# WORK ORDER 1
From the rural electrification audit text, list every kind of public place that it says has benefited from access to electricity.
# WORK ORDER 2
Extend the rural electrification audit text with a further passage that begins after its final sentence.

# SELECTED TEXT

Physical achievement of Renewable fell short of actual financial performance. The equivalent of 93% of project implementation was paid, the outstanding payment was 8%, while pending works were 14%. This implies payments made exceeded the work progress by 6%.

Monitoring and Evaluation of the Rural Electrification Programme by the Ministry of Energy. In both strategic plans of 2018/19 – 2020/21 & 2021/22, Evaluation was supposed to be conducted quarterly, semi-annually and annually. The ministry did not carry out any monitoring and Evaluation of the projects funded by SIDA. REA conducted internal monitoring and Evaluation through the Trust Agent, who overlooked the project’s sustainability aspects to meet the communities’ demands.

Audit Conclusions

Rural Electrification has increased access to electricity and improved the livelihoods of the communities. As of December 2022, 11,044 customers have been connected to the electricity grid, representing 31% of the targeted 35,625 households. Additionally, REA has connected 17,302 families to the Green mini and Microgrids, equivalent to 20% of the targeted 86,000 homes.

The access to electricity has also benefited public places like schools, churches, mosques and hospitals. However, REA has not adequately managed the implementation of the Electrification Programme.

Poor Planning, design and supervision have been observed, with payment schedules exceeding actual project progress and, in some instances, overpayments for works not carried out. Procurement has been haphazardly done.

Audit Recommendations and Our Observations

The auditors recommended that REA should continue shouldering these responsibilities without evaluating whether REA has the structure to carry out its mandate as it is.

We say REA’s organizational structure is unsuited to dabble in the National Grid, which overlaps with what Tanesco is doing. REA’s capability is also constricted by having too many projects to oversee, leading to a workforce shortage to carry out her mandate.

The audit report did not address the need to involve communities in Planning, designing, implementing, supervising, and running those projects after completion. The lack of community participation and transparency made REA overstretched and incapable of doing her job correctly.

REA’s use of domestic funds charged as 3% of electricity utility was left out in this audit, so it is unclear how the funds are utilized. It looks like the Rural Electrification Programme solely depends on foreign handouts, which may be misleading.

[Region descriptions in natural language]
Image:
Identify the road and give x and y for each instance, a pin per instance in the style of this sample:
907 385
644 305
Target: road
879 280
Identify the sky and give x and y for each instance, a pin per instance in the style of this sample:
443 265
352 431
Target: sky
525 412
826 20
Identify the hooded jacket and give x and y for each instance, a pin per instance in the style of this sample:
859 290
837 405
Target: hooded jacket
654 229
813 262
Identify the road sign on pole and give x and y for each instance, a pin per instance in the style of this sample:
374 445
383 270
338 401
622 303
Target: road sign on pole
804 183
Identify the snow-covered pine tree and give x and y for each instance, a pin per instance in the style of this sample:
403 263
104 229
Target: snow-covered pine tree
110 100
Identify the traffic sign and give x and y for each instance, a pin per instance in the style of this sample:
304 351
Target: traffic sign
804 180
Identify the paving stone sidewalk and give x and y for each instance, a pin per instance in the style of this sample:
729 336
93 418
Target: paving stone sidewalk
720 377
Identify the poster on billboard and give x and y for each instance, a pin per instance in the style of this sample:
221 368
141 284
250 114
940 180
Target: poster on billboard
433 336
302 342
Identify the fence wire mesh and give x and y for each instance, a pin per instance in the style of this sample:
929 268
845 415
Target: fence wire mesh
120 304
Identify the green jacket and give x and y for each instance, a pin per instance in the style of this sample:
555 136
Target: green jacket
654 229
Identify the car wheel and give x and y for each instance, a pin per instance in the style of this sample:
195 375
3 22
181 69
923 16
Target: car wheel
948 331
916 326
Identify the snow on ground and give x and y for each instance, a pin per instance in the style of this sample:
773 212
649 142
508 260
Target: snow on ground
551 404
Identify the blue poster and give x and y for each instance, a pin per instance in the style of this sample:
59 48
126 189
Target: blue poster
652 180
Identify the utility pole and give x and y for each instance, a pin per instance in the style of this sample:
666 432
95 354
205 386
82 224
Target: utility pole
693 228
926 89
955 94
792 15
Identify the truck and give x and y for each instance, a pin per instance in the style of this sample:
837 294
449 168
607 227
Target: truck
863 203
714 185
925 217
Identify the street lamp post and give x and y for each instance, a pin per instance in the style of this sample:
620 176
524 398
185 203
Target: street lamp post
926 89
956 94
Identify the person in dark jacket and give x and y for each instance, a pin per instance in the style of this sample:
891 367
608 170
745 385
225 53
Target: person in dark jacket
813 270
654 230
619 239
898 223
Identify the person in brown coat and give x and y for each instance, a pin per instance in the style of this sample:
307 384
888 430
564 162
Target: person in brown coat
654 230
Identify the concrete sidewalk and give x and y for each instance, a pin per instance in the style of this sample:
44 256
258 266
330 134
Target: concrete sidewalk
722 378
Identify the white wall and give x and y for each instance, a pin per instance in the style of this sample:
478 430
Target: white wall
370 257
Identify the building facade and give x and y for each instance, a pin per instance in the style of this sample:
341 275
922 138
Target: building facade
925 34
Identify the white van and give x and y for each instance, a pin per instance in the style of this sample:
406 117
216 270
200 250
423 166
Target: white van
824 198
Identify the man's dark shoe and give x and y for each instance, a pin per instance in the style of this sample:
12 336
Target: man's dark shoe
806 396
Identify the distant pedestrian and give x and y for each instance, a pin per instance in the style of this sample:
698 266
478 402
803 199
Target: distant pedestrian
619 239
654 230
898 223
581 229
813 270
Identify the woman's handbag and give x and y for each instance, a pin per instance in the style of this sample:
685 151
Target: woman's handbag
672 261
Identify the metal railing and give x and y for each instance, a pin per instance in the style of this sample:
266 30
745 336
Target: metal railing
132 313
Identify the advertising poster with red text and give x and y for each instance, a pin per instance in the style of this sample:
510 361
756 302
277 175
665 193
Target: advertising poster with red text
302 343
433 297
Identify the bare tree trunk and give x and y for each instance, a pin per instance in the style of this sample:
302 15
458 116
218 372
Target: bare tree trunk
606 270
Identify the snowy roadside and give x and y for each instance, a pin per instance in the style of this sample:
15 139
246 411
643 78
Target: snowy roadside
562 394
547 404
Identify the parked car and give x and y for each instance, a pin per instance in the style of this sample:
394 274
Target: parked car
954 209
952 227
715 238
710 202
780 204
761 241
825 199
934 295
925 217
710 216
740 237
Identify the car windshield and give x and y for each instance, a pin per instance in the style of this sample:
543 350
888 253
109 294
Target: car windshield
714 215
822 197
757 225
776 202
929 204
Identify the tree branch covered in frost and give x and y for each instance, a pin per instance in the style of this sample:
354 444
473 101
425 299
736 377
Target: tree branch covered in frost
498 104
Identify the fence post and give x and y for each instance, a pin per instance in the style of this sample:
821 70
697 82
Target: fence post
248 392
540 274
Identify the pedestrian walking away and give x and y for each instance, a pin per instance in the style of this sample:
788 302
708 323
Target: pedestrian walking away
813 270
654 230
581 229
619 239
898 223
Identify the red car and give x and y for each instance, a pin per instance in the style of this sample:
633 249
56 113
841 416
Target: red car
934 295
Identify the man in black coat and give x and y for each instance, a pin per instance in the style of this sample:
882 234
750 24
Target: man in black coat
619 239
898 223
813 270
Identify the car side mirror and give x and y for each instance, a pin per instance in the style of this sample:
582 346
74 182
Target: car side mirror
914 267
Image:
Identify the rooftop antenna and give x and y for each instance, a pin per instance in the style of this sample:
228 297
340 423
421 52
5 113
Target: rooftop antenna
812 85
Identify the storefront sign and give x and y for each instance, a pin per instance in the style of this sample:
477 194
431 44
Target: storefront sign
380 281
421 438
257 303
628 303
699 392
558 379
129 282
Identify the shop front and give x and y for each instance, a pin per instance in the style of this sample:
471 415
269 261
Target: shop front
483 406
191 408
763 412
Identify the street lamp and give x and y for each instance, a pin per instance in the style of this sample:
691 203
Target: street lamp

# ANSWER 1
Schools, churches, mosques and hospitals.

# ANSWER 2
How demurrage charges accumulated and who was paid was not covered in the report, leaving the suspicion that maybe those charges were exaggerated to benefit a few individuals.

The manufacturers of underperforming batteries were not disclosed and were purchased at what costs could be the tip of the iceberg.

The audit report did not evaluate the REA legislation, which ought to be reviewed to limit the extent of the works to renewables, and the application of petroleum products should be revoked to reduce costs and ensure project sustenance.

The audit report did not specify and detail those environmental issues and their significance, which NEMC had issued and were not implemented. Such omission left the report’s reader in the dark regarding their importance and implications.

With over Tshs 35 Billion directly spent on projects and demurrage charges of over Tshs 700 Billion to connect a mere household, 35,622 is a low return for the investment. The audited report did not essay the cost-benefit of this mammoth project. Cost-benefit analysis is vital to determine whether resources are well spent and justify continuity.

The continuity recommendation of the audit team was unfounded and should not be supported. The cost of connectivity per household stands at Tshs 31.2 Million, which is unacceptable by any consideration. There must be other options to connect rural homes with affordable prices so that most rural households can be reached as soon as possible.

The author is a Development Administration specialist in Tanzania with over 30 years of practical experience, and has been penning down a number of articles in local printing and digital newspapers for some time now.